§ **REQUIREMENTS**: Reproduce every row below word for word, changing nothing.

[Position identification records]
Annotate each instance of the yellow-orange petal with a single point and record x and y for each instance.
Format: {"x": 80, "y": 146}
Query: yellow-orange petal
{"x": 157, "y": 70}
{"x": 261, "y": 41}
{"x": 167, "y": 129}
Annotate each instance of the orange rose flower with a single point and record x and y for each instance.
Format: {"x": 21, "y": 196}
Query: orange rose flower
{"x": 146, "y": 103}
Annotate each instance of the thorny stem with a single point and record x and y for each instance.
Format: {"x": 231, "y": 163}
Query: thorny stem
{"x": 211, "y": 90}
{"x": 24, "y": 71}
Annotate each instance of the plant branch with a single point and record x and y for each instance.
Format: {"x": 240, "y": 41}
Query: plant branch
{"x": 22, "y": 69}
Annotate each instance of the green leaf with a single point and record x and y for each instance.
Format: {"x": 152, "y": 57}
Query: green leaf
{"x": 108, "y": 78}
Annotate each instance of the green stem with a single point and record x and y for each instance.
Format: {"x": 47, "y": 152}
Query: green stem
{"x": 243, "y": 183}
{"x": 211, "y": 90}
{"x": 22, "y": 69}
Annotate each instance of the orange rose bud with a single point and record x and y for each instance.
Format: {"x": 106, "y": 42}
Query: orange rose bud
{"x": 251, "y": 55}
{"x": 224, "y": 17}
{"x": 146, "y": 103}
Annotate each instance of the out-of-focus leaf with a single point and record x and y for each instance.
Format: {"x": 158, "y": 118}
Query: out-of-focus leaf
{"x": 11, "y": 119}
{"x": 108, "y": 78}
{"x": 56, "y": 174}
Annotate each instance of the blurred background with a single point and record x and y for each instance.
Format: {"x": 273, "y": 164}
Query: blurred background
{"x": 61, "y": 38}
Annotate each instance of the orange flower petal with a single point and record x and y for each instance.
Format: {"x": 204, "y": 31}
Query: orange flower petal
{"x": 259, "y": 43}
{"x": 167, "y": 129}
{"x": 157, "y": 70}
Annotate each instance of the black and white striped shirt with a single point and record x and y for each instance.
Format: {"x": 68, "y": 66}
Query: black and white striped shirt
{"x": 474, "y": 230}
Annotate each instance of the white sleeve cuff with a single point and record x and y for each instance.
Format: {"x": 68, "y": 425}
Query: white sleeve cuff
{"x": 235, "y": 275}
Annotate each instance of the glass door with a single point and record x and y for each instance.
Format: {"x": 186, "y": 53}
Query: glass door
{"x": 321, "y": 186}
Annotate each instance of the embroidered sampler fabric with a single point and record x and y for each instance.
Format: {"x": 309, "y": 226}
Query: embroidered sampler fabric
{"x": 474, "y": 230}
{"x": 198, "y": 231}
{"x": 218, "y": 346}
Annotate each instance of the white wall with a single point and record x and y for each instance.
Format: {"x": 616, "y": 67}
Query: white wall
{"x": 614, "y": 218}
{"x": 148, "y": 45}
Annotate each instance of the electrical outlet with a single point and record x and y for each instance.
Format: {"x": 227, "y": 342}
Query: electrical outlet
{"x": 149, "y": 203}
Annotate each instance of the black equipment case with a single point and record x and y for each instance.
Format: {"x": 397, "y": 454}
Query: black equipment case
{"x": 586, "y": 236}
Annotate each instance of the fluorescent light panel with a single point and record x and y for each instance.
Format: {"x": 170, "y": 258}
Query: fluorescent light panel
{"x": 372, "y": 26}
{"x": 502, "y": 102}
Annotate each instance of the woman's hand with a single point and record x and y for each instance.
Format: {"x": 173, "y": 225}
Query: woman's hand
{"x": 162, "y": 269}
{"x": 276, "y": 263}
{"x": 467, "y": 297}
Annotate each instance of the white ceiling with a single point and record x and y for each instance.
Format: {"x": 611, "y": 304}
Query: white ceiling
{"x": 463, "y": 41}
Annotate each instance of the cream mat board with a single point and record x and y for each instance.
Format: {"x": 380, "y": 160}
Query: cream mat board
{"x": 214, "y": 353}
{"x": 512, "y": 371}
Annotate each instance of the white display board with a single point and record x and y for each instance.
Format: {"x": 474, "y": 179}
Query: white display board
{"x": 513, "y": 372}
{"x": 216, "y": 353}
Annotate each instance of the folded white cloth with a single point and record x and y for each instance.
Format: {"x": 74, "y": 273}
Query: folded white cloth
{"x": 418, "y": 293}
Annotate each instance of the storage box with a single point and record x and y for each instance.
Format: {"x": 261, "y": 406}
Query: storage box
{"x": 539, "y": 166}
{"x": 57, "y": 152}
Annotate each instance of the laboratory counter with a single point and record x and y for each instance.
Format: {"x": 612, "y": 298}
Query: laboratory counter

§ **THE RESPONSE**:
Annotate each instance of the yellow-orange petal with a single point and record x and y for each instance.
Format: {"x": 80, "y": 146}
Query: yellow-orange petal
{"x": 157, "y": 70}
{"x": 261, "y": 41}
{"x": 167, "y": 129}
Annotate each instance of the orange rose flower with a single point and record x and y for each instance.
Format: {"x": 21, "y": 196}
Query: orange rose flower
{"x": 146, "y": 103}
Annotate each instance of the thorny stem with a single point and record x and y for each instance.
Format: {"x": 231, "y": 163}
Query: thorny stem
{"x": 211, "y": 90}
{"x": 24, "y": 71}
Annotate each instance of the plant branch with a single point and record x and y for each instance.
Format: {"x": 240, "y": 41}
Query: plant branch
{"x": 22, "y": 69}
Annotate each instance of the green leaf with a single point and record x and y for each instance.
Format: {"x": 152, "y": 57}
Query: green leaf
{"x": 108, "y": 78}
Annotate each instance of the green stem with a single point and record x and y for each instance.
Format: {"x": 47, "y": 152}
Query: green stem
{"x": 243, "y": 183}
{"x": 211, "y": 90}
{"x": 22, "y": 69}
Annotate each instance of the orange rose bud with a single point and record x and y for each instance.
Format: {"x": 106, "y": 42}
Query: orange rose bud
{"x": 251, "y": 55}
{"x": 224, "y": 17}
{"x": 146, "y": 103}
Annotate each instance of the out-of-focus leaf with a single point and record x and y for each instance.
Format: {"x": 158, "y": 118}
Query: out-of-focus leaf
{"x": 11, "y": 119}
{"x": 108, "y": 78}
{"x": 56, "y": 174}
Annotate each instance of the blurred background with a single point and record x and y for each instance.
Format: {"x": 273, "y": 164}
Query: blurred background
{"x": 61, "y": 38}
Annotate each instance of the orange flower petal with a single point and record x and y for each instance.
Format: {"x": 204, "y": 31}
Query: orange flower petal
{"x": 259, "y": 43}
{"x": 167, "y": 129}
{"x": 157, "y": 70}
Annotate each instance of the black and white striped shirt with a single point and record x and y for each instance.
Format: {"x": 68, "y": 66}
Query: black and white striped shirt
{"x": 474, "y": 230}
Annotate each instance of the white sleeve cuff with a single point and record x and y for each instance.
Format: {"x": 68, "y": 425}
Query: white sleeve cuff
{"x": 235, "y": 275}
Annotate each instance of the glass door with a single point and record x and y for each instance.
Format: {"x": 186, "y": 53}
Query: glass door
{"x": 321, "y": 186}
Annotate each instance of the embroidered sampler fabric with a single point and record x and y for each instance.
Format: {"x": 309, "y": 226}
Query: embroidered sampler fabric
{"x": 474, "y": 230}
{"x": 198, "y": 231}
{"x": 218, "y": 346}
Annotate each instance of the white wall with a single point and record x and y for each instance.
Format: {"x": 616, "y": 67}
Query: white wall
{"x": 614, "y": 218}
{"x": 148, "y": 45}
Annotate each instance of the electrical outlet with a single point and record x and y for each instance.
Format: {"x": 227, "y": 342}
Query: electrical outlet
{"x": 149, "y": 203}
Annotate each instance of the black equipment case with a single point and record x and y for each instance.
Format: {"x": 397, "y": 454}
Query: black equipment case
{"x": 586, "y": 236}
Annotate each instance of the fluorescent light panel with a single point and record x and y for each instance.
Format: {"x": 170, "y": 258}
Query: fluorescent light panel
{"x": 372, "y": 26}
{"x": 502, "y": 102}
Annotate each instance of the woman's hand with a single point and record x and y for each instance.
Format: {"x": 173, "y": 225}
Query: woman's hand
{"x": 162, "y": 269}
{"x": 276, "y": 263}
{"x": 467, "y": 297}
Annotate each instance of the white ceiling with a single point and record x and y for each instance.
Format: {"x": 611, "y": 304}
Query: white ceiling
{"x": 463, "y": 41}
Annotate each instance of the cream mat board with a single point and record x and y for each instance.
Format: {"x": 380, "y": 160}
Query: cream mat board
{"x": 214, "y": 353}
{"x": 512, "y": 371}
Annotate each instance of the white display board with a single point and record x and y for each instance.
Format: {"x": 474, "y": 179}
Query: white display board
{"x": 513, "y": 372}
{"x": 216, "y": 353}
Annotate each instance of the folded white cloth with a single point and record x and y for each instance.
Format: {"x": 74, "y": 273}
Query: folded white cloth
{"x": 418, "y": 293}
Annotate each instance of the storage box with a single point and record x and y for each instance.
Format: {"x": 261, "y": 406}
Query: storage box
{"x": 539, "y": 166}
{"x": 57, "y": 152}
Annotate each instance of the laboratory counter with a single point and record x and y for each instance.
Format: {"x": 612, "y": 298}
Query: laboratory counter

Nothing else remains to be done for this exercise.